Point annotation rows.
——
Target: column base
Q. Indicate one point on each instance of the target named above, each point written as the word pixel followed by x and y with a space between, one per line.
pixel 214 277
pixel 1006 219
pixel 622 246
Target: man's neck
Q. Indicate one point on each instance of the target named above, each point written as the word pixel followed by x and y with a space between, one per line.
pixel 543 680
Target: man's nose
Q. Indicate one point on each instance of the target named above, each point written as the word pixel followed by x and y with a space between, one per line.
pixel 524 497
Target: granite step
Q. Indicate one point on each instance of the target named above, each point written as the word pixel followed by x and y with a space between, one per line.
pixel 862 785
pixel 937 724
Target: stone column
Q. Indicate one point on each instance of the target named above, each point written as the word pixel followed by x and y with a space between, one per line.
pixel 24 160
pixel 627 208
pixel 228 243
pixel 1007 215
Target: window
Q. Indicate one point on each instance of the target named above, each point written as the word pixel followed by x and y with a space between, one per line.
——
Given exercise.
Swap every "man's" in the rows for "person's", then write out the rows again with nothing else altered.

Solution.
Target: column base
Q. Indicate one point on each instance of the target named above, each point written as the word pixel followed by x and y with a space between, one per line.
pixel 214 277
pixel 1006 219
pixel 622 246
Target: person's neck
Q. Indicate one point on each instance of the target named above, each point written as the word pixel followed by x and y with a space between, one per line.
pixel 543 680
Target: person's nose
Q. Indicate one point on each instance of the target named above, each point written as the word pixel followed by x and y with a space between, one per line.
pixel 524 497
Target: granite step
Q. Indicate one point on each instance of the target named above, each point written as the word pixel followed by x and y with a space between, one per line.
pixel 862 785
pixel 937 724
Target: stone column
Q. Indicate one point on each instance of the target named above, each point written as the word pixel followed by x and y with a space between, one per line.
pixel 24 160
pixel 627 208
pixel 228 243
pixel 1007 215
Target: window
Q. Indicate one point on each instance of the target named above, each point written as the word pixel followed by x and y with a space between, one per line.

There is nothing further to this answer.